**Task data:**
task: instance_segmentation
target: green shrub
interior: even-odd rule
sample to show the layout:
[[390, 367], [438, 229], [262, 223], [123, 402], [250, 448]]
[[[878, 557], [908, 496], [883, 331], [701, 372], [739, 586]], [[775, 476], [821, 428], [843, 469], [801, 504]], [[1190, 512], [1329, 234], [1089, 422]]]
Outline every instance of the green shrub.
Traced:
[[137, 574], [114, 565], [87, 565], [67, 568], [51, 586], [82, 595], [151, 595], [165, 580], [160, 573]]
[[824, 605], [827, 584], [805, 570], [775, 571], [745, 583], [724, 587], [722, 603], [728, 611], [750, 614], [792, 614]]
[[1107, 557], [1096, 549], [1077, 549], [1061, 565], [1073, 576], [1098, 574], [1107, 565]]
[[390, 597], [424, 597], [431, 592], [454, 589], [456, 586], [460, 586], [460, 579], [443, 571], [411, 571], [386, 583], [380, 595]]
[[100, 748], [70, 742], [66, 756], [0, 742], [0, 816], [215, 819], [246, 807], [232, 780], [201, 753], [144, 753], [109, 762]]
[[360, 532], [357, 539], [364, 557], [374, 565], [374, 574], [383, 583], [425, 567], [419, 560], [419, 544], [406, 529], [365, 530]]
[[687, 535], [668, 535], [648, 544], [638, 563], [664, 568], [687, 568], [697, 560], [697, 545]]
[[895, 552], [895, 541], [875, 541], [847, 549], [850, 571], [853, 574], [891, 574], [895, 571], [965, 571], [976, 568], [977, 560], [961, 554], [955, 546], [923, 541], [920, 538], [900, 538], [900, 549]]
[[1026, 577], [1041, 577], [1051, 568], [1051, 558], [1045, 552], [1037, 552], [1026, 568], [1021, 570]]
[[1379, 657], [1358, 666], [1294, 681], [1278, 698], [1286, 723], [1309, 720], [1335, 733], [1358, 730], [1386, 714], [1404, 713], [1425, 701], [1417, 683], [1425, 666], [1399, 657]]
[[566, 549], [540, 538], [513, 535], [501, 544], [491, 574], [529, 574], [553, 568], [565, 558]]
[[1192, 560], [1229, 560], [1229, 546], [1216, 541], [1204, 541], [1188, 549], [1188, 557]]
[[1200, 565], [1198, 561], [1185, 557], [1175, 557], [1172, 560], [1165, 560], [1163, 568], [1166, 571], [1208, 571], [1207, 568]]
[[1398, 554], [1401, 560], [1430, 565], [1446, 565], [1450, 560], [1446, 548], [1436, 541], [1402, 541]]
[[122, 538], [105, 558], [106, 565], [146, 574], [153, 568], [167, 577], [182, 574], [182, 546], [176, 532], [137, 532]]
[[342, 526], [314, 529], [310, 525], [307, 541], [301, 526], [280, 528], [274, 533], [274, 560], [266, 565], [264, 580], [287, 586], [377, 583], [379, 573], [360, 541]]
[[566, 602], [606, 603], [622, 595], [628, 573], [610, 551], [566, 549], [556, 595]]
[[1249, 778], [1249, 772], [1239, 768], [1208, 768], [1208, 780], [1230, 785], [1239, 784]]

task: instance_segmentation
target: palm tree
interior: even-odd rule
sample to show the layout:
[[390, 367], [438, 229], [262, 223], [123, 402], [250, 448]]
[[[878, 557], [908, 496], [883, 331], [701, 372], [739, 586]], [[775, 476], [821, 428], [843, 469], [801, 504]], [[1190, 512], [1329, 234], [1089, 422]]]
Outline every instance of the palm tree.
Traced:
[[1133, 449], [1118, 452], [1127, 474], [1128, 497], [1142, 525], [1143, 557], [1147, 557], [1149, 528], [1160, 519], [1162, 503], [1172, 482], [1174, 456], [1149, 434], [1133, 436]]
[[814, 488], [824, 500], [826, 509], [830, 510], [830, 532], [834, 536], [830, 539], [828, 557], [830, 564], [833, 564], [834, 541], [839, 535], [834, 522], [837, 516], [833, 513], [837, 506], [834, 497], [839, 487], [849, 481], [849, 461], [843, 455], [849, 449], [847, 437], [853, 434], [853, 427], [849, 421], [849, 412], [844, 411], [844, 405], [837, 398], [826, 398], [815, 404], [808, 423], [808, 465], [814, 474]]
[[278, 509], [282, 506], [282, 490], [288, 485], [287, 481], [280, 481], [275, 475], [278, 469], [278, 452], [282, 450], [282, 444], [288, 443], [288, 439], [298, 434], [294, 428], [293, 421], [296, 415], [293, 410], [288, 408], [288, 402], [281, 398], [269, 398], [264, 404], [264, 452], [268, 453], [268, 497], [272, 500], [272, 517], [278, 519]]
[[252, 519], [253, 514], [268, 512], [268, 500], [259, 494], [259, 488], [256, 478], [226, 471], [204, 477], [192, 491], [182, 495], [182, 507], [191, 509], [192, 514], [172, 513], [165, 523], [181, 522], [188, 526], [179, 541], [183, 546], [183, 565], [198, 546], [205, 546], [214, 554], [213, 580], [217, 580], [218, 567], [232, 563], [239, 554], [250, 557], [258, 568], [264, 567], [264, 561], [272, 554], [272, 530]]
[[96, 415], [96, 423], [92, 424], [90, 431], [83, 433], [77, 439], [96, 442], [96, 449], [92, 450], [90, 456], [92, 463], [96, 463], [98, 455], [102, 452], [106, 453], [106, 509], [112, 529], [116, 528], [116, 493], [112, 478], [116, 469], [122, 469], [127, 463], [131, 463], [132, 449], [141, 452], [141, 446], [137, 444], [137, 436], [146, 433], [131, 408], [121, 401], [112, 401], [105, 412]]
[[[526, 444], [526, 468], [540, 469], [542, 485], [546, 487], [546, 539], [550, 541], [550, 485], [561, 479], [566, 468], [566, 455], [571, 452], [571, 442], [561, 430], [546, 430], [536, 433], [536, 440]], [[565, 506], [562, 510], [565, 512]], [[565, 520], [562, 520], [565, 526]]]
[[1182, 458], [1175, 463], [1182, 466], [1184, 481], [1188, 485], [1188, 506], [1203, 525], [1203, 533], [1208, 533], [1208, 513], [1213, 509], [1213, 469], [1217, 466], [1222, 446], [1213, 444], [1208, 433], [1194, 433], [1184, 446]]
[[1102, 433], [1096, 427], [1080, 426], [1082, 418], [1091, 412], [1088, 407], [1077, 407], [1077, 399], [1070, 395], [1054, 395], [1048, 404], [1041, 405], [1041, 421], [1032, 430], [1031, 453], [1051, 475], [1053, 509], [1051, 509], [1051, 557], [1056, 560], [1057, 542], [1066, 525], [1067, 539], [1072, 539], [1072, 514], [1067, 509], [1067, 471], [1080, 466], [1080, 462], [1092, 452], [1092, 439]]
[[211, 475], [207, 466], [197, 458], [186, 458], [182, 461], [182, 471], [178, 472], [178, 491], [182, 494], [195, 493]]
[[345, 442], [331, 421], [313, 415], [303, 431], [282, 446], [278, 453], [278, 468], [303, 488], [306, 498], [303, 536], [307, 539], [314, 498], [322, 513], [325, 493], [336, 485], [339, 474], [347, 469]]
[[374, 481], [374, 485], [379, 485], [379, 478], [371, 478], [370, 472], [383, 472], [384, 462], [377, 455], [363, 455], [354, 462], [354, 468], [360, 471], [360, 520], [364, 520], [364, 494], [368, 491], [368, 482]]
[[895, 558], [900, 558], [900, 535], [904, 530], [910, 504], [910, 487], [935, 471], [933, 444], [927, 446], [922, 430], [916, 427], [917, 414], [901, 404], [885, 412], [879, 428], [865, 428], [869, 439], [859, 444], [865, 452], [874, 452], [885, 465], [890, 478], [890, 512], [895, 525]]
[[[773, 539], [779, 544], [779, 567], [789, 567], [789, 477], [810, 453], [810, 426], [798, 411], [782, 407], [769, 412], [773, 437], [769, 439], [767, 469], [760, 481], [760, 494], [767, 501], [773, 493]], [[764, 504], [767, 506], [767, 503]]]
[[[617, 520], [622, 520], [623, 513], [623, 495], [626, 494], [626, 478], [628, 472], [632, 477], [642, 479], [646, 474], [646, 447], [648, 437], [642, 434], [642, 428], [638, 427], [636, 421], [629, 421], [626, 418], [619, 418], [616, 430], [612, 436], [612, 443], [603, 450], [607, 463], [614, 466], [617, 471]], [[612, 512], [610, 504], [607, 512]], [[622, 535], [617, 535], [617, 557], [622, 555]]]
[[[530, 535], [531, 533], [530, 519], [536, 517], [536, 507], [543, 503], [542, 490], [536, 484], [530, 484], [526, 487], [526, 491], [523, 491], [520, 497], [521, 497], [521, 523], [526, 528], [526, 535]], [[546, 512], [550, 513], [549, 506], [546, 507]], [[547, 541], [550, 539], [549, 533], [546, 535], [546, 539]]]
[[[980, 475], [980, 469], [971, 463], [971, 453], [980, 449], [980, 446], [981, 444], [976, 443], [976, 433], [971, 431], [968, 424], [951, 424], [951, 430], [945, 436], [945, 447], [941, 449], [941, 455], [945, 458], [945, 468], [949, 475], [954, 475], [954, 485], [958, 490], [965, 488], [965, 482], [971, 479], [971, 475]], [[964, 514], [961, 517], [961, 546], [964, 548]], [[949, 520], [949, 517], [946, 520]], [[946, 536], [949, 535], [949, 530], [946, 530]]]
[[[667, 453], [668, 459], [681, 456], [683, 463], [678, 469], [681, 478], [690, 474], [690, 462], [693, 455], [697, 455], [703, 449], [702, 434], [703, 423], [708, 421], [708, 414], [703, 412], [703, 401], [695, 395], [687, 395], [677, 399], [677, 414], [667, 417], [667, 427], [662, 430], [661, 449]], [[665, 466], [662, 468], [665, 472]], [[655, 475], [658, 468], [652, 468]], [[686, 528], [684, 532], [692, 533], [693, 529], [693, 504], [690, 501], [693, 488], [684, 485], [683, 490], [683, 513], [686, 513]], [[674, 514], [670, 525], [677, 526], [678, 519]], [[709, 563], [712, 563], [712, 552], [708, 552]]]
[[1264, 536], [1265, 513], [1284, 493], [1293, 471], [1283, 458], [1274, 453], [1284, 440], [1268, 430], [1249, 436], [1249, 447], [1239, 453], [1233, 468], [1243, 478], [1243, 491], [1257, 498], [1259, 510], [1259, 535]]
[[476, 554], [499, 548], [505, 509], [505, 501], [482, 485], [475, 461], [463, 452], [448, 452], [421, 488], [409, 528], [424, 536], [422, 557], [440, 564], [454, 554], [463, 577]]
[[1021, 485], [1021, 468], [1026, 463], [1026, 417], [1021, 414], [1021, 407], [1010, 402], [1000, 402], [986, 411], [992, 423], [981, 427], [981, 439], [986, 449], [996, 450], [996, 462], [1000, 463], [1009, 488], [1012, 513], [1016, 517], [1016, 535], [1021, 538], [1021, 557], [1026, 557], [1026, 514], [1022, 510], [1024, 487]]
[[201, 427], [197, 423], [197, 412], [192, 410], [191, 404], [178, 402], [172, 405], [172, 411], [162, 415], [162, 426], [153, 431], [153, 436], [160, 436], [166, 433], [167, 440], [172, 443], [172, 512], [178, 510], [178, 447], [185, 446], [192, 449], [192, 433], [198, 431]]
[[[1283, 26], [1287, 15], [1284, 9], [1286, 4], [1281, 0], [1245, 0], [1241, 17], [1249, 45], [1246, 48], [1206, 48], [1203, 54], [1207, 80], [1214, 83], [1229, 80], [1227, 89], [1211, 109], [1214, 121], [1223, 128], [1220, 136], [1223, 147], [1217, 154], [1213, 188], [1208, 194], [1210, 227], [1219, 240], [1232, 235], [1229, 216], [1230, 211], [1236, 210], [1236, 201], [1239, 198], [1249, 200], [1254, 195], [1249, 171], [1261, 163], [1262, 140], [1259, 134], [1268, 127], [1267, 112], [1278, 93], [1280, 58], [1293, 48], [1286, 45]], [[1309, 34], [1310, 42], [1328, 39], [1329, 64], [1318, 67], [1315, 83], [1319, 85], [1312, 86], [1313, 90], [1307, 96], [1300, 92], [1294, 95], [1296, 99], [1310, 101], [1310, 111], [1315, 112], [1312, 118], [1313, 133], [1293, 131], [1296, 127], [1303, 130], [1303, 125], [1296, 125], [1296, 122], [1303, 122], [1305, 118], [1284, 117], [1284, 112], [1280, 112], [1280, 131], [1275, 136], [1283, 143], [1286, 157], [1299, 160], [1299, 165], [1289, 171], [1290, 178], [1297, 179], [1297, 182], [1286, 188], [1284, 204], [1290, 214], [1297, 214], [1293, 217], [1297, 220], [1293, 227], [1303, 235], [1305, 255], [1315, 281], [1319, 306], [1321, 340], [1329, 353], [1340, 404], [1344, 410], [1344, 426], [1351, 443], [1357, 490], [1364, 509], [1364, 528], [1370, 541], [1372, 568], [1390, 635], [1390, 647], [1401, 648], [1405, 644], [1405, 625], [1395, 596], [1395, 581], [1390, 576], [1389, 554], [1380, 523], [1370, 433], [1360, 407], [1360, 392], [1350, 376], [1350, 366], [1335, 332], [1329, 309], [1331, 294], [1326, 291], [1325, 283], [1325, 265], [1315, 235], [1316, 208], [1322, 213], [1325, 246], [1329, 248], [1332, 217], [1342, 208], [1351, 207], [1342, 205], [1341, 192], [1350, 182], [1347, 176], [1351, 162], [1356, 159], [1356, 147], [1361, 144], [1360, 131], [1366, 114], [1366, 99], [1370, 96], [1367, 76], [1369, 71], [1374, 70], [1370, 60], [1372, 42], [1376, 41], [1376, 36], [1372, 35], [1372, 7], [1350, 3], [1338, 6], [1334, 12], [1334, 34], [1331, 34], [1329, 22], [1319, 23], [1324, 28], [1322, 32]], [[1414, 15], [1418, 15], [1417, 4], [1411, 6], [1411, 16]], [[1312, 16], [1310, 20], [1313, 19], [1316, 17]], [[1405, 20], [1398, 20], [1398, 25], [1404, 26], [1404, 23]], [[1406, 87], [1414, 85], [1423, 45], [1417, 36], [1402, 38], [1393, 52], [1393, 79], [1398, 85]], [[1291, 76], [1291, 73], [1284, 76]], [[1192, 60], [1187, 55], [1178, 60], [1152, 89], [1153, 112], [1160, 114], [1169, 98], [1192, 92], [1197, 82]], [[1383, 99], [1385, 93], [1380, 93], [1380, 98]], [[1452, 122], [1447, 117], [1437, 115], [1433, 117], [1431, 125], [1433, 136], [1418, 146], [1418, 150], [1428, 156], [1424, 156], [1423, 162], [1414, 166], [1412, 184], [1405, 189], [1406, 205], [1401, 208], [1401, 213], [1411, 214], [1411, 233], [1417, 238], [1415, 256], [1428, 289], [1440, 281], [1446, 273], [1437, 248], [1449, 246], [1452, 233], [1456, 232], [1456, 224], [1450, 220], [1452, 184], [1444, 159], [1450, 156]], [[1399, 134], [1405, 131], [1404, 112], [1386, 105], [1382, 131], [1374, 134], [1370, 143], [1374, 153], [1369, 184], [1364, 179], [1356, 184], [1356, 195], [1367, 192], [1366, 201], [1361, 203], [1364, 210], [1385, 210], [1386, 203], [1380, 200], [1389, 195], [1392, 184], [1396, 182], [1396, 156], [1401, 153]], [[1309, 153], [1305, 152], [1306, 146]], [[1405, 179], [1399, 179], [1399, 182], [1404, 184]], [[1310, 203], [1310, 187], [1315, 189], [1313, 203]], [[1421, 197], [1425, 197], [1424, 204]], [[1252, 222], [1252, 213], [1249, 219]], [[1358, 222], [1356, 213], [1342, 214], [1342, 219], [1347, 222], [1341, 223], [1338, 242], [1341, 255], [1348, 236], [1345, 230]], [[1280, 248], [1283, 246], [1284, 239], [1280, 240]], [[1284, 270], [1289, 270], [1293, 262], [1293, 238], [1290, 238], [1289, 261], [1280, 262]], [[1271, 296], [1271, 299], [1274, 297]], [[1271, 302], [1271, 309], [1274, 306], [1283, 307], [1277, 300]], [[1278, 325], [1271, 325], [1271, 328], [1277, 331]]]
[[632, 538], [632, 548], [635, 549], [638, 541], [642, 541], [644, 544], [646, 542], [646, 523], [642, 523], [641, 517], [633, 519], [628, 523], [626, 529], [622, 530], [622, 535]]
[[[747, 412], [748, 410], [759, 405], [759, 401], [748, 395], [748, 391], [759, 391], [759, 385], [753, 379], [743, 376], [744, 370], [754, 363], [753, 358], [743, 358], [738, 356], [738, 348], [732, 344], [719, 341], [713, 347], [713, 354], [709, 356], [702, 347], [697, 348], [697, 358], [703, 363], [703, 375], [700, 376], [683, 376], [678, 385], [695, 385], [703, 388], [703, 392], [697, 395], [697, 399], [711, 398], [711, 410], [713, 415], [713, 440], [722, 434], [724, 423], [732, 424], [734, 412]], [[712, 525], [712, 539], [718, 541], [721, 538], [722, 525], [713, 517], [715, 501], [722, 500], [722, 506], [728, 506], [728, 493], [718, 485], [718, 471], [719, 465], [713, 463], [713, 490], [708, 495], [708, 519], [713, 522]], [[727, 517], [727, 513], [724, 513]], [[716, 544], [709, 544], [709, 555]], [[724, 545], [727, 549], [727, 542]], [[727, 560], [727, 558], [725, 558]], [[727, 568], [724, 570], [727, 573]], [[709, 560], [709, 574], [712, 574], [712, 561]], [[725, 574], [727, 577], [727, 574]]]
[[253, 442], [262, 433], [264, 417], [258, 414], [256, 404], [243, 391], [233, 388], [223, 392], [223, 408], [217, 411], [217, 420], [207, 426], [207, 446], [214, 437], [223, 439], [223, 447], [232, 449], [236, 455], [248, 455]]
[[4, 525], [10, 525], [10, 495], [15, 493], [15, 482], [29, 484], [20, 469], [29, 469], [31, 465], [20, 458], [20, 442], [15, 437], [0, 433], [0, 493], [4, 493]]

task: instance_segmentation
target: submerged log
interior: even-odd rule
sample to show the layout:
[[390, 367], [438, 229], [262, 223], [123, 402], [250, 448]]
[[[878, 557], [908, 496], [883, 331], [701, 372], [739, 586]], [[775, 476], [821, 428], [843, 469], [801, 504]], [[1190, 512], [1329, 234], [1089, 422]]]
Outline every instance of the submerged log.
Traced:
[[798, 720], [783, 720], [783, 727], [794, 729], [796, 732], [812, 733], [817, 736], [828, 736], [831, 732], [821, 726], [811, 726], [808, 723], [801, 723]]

**What to produce:** Put the listing into a numbered list, starting at its first line and stopping after the line that has "583], [380, 595]]". Leave out any blank lines.

**Response:**
1. task: instance_segmentation
2. target: green shrub
3. interior: even-odd rule
4. sample to show the layout:
5. [[390, 367], [438, 229], [262, 223], [123, 402], [250, 448]]
6. [[[878, 557], [908, 496], [883, 331], [701, 372], [739, 586]], [[775, 476], [821, 428], [843, 469], [801, 504]], [[1190, 512], [1329, 234], [1089, 422]]]
7. Outline every instance of the green shrub.
8. Traced:
9. [[137, 574], [114, 565], [87, 565], [67, 568], [51, 586], [82, 595], [151, 595], [165, 580], [160, 573]]
10. [[824, 605], [827, 584], [805, 570], [775, 571], [745, 583], [724, 587], [722, 603], [728, 611], [750, 614], [792, 614]]
11. [[1107, 557], [1096, 549], [1077, 549], [1061, 565], [1073, 576], [1098, 574], [1107, 565]]
12. [[390, 597], [424, 597], [431, 592], [454, 589], [456, 586], [460, 586], [460, 579], [443, 571], [411, 571], [386, 583], [380, 595]]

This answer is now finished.